### [OBJECTIVE]
Print everything from the start of the listing down through the line containing "example of the", exactly as it appears.

====

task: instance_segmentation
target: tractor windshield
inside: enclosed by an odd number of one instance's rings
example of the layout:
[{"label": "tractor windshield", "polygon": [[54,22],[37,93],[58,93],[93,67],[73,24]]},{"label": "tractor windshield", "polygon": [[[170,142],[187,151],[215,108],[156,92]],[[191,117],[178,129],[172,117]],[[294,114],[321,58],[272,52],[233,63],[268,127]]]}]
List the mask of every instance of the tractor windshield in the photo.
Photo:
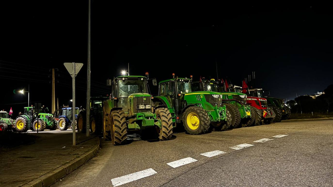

====

### [PROBLEM SOLUTION]
task: instance_segmentation
target: tractor windshield
inside: enclosed by an odd number of one instance's rings
example of the layout:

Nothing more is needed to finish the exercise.